=== Begin Enclosure ===

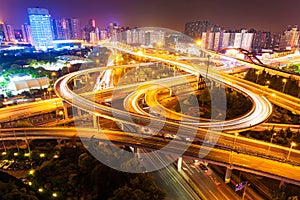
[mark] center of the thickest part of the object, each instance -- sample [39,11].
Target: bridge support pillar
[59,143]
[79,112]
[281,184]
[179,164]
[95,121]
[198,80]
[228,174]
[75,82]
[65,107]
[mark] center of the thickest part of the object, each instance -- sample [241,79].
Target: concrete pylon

=== End Enclosure ===
=== Begin Enclosure ===

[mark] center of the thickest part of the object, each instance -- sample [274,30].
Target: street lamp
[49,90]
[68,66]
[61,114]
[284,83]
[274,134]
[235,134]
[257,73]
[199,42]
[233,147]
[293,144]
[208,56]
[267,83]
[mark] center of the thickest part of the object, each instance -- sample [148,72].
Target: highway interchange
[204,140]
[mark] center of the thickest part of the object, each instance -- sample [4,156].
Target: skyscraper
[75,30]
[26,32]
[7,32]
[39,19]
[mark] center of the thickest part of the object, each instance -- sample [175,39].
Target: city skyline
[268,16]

=== End Enclosure ===

Pull every line containing the word "each" out of the material and copy it.

REPLY>
[mark] center of the thickest part of the object, each instance -- sample [39,11].
[mark] center of the thickest part of the object, each instance -- sample [241,79].
[mark] center of the thickest part of the object, each instance -- sample [274,30].
[mark] center of the thickest part of the object, each instance -- sample [148,72].
[mark] center of the thickest part of the object, each instance -- sample [4,156].
[mark] center of the thickest part of the object, each instance -- sample [175,39].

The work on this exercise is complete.